Wednesday, October 29, 2014

Can Guinea Pigs Eat Feijoa?

Here is a fruit that we were wondering not too long ago if we would ever be able to find it. One day, after having our humans look everywhere and giving up on finding it, it just turns up at the local grocery store!

Feijoa, also known as pineapple guava and guavasteen, is a green fruit about the size of a chicken egg. This fruit was originally native to Argentina, Brazil, Paraguay and Uruguay, but is now grown in many other countries. They seem to be especially popular in New Zealand, where there is a New Zealand Feijoa Growers' Association. There are many varieties of feijoas, including "Gemini," "Apollo," and "Mammoth," although we're not sure exactly which type we're trying for this post.

Guinea pigs can eat feijoa 1-2 times per week in small portions. We've read different things about whether you can eat the skin of a feijoa or not; one website says "The entire fruit is edible," while another says: "you cannot eat the skin of a feijoa fruit raw." The humans ate the skin and seemed fine, but to be on the safe side, they cut the skin off of ours before feeding it to us.

Here is a feijoa. (I couldn't tell you what variety, though.)
Out of my way! I want to try it, too!

Did you see Broccoli eat part of his, and then go for mine before finishing it? That could cause a fight later on...

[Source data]
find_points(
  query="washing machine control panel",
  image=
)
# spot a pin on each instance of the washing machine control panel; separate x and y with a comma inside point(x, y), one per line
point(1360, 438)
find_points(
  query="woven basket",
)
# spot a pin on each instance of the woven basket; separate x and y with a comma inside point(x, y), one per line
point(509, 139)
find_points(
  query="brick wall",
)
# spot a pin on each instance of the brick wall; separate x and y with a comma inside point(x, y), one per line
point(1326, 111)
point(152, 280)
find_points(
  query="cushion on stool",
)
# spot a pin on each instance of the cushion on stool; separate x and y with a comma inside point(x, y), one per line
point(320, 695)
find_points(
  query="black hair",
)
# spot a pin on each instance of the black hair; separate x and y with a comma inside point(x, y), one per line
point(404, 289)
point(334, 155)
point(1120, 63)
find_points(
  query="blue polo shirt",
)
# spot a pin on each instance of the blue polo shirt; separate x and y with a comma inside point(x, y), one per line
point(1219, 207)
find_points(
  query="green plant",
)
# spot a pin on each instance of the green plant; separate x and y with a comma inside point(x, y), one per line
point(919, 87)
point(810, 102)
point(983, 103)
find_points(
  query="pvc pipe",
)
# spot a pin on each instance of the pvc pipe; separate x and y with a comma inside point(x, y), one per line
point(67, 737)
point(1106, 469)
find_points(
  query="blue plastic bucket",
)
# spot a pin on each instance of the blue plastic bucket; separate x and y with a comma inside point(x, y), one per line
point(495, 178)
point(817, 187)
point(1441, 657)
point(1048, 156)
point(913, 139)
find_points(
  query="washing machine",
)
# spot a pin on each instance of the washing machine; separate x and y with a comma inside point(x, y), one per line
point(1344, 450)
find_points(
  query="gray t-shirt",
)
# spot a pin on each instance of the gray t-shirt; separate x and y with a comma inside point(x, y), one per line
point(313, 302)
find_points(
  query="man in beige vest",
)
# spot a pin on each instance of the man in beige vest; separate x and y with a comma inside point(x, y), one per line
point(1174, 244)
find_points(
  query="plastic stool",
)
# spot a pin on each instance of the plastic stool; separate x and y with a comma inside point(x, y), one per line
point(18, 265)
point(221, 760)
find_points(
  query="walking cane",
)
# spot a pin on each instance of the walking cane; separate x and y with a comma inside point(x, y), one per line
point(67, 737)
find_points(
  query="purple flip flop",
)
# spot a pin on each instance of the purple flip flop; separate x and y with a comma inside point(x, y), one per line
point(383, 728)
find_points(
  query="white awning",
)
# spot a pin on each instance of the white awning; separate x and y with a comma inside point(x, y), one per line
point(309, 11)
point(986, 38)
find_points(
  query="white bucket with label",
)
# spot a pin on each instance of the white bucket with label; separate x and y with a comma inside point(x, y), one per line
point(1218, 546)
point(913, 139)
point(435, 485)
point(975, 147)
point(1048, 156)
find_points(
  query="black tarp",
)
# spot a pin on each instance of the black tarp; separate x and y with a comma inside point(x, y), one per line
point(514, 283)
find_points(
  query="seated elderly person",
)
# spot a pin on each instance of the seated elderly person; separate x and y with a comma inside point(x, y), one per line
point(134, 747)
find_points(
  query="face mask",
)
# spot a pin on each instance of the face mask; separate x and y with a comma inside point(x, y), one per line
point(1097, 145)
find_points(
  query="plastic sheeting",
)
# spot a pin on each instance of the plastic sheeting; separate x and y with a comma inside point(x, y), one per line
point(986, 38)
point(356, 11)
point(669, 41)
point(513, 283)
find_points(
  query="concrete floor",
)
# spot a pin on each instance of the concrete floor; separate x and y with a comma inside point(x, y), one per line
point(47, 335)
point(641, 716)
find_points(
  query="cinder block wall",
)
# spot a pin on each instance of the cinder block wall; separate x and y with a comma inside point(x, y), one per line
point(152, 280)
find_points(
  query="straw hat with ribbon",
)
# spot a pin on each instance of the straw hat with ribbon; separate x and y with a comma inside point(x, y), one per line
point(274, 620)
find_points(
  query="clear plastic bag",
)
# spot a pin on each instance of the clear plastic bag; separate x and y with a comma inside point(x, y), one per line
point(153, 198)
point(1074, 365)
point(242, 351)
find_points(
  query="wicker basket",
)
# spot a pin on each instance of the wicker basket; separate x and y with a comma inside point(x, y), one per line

> **WHAT TO WORK ON**:
**a)** Reproduce the portion of the feijoa post that opens with the words containing "Here is a fruit" and closes with "local grocery store!".
**b)** Which countries does the feijoa post name as the fruit's original native range?

> **OUTPUTS BY TASK**:
**a)**
Here is a fruit that we were wondering not too long ago if we would ever be able to find it. One day, after having our humans look everywhere and giving up on finding it, it just turns up at the local grocery store!

**b)** Argentina, Brazil, Paraguay, Uruguay